## Activity
Go through the data and copy each line that holds "wooden".
** Source material follows **
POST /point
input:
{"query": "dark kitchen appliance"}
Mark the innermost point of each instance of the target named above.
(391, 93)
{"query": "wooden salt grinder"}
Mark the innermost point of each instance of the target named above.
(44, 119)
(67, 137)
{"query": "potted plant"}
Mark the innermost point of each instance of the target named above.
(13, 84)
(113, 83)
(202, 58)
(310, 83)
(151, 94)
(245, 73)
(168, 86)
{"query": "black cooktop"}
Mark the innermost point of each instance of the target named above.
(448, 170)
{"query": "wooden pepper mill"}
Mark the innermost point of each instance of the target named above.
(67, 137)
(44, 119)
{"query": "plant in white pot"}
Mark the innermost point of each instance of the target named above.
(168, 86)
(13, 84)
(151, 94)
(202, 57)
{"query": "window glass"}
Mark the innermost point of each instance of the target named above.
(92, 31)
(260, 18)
** End of Source material **
** Source material follows **
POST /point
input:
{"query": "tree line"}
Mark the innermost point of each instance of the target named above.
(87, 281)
** End of Source material **
** Source material follows **
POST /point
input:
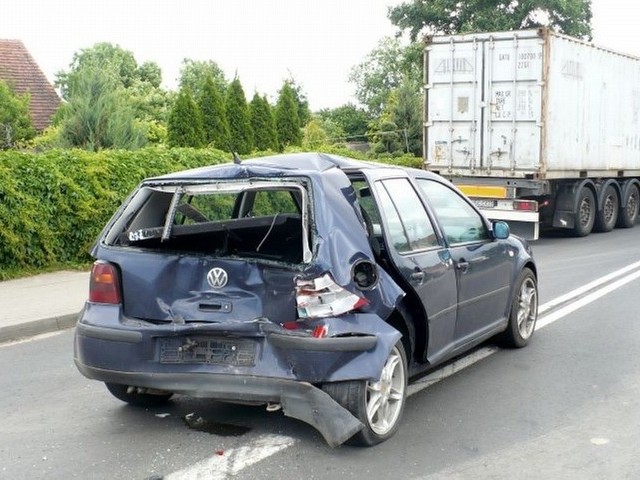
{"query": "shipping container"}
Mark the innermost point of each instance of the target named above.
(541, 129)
** End of Source material **
## Output below
{"query": "wooden salt grinder"}
{"query": "wooden pepper mill"}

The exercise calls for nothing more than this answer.